(What the task requires):
Count the lines in the data below that contain the string "castle", treating uppercase and lowercase letters as different, and give only the number.
======== Material supplied
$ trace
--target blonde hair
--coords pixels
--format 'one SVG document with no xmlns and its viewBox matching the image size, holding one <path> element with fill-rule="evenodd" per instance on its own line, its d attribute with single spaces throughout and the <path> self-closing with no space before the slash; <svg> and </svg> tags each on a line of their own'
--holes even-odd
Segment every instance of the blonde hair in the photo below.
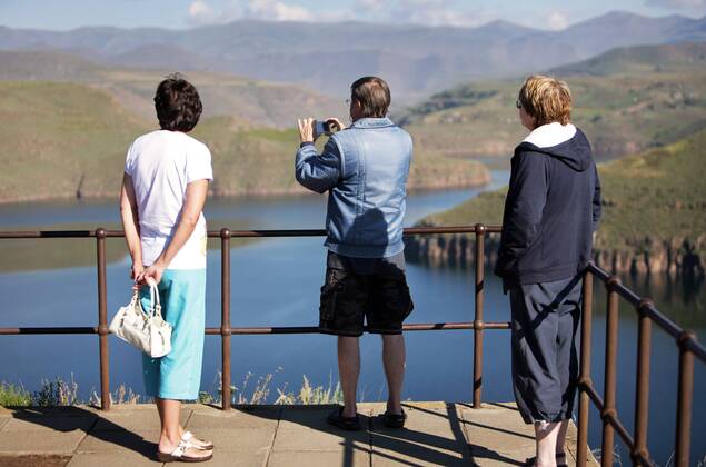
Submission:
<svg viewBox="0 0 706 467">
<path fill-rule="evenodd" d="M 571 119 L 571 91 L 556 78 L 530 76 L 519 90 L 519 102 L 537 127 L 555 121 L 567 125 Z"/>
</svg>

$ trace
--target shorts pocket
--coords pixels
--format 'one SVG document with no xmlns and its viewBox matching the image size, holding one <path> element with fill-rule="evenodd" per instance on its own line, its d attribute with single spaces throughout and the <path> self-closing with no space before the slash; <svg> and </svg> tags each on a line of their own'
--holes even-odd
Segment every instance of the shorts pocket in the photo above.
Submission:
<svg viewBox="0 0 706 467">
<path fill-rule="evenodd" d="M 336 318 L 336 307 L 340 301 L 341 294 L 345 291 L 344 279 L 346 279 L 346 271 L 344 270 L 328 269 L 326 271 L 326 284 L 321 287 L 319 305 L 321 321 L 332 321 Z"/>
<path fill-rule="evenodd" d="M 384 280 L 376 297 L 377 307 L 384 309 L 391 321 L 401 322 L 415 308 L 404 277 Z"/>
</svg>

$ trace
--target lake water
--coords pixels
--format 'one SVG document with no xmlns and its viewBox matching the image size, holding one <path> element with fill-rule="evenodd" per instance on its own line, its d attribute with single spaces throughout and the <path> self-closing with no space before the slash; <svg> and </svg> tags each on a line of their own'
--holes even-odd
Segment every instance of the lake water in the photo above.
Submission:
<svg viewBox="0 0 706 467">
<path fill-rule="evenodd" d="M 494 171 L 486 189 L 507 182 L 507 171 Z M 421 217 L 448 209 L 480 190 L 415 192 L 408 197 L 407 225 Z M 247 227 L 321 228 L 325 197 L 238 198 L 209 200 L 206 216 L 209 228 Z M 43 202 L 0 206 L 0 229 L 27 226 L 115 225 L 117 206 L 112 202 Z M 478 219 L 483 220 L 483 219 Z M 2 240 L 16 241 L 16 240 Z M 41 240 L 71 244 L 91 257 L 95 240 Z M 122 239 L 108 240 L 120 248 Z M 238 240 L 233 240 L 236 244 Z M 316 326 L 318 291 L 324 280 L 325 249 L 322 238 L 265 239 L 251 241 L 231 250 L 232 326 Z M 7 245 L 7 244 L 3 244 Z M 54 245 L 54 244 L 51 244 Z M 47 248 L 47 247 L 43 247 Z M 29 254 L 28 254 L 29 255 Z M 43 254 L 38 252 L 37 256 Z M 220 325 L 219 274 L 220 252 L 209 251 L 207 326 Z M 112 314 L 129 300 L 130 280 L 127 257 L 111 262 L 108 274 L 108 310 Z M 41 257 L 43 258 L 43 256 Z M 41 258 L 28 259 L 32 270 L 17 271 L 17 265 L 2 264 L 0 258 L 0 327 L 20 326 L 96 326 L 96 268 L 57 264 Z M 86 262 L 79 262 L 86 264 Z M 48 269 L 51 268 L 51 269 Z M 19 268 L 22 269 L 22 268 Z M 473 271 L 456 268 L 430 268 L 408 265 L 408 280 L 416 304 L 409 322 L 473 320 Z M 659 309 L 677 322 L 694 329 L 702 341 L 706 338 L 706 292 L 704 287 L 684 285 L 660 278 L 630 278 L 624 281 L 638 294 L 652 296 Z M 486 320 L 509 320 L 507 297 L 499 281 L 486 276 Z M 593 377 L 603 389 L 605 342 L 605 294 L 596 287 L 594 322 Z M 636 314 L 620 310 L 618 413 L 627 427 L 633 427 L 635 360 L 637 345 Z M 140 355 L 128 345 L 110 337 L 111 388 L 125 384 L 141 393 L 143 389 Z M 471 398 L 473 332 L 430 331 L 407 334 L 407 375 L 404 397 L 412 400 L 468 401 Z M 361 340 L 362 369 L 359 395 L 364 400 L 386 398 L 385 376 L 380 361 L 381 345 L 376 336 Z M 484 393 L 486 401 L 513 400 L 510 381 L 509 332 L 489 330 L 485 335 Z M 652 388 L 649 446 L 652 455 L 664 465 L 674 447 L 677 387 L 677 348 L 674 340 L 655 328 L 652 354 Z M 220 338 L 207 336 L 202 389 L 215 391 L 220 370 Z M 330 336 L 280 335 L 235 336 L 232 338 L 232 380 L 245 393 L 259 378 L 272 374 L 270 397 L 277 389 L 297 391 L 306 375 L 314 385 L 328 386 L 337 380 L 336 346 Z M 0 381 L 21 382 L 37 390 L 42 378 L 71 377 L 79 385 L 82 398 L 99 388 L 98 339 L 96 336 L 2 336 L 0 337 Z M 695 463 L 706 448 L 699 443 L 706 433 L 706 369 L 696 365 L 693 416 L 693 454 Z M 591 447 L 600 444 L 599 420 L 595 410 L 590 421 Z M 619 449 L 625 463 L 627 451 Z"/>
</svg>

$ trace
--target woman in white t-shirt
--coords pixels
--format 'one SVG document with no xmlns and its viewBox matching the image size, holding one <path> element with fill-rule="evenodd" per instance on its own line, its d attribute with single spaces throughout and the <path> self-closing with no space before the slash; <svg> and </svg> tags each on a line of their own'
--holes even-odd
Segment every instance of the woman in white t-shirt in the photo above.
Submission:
================
======== Material supplied
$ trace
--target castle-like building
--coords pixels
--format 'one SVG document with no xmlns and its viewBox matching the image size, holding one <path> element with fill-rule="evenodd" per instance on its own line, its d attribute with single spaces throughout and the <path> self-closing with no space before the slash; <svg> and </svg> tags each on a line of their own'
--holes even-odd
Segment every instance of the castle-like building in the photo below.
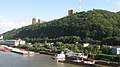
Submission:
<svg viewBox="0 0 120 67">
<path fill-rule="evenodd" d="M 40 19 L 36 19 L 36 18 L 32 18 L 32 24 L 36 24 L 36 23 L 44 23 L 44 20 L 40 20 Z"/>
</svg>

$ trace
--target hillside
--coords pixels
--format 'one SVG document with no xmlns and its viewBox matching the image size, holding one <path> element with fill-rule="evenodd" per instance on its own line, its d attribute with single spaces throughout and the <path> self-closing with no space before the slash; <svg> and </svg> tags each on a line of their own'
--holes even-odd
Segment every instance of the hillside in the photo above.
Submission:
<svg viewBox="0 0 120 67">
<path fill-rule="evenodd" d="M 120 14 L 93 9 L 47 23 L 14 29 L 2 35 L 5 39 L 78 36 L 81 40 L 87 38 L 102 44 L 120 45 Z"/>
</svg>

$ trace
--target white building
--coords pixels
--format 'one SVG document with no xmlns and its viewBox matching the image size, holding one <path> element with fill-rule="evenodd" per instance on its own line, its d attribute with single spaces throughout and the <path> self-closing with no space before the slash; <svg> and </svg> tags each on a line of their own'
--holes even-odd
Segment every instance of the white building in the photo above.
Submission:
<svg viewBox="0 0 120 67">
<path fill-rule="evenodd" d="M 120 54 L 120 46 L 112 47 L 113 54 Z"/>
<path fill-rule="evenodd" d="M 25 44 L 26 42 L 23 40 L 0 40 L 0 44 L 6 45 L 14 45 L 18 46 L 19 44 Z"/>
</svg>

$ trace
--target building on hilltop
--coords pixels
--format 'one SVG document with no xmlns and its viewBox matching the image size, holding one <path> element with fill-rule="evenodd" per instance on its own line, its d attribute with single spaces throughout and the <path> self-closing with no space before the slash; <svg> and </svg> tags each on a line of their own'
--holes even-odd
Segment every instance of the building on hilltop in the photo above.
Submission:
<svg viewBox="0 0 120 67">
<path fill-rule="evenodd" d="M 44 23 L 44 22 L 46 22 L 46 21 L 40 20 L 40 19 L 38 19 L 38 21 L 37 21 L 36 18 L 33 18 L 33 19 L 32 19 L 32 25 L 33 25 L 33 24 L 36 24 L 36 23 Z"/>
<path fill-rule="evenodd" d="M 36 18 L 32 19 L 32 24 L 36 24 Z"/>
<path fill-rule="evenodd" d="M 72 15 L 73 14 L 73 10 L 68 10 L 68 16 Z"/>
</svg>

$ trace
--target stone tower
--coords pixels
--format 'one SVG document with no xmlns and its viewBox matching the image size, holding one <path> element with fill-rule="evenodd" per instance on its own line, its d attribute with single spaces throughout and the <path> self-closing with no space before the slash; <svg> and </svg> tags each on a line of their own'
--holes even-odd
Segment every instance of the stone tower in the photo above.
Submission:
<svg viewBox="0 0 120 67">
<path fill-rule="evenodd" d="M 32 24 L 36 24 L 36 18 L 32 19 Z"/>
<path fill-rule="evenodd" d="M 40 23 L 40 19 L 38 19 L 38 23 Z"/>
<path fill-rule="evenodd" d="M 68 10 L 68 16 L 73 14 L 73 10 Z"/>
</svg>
================
(Solution below):
2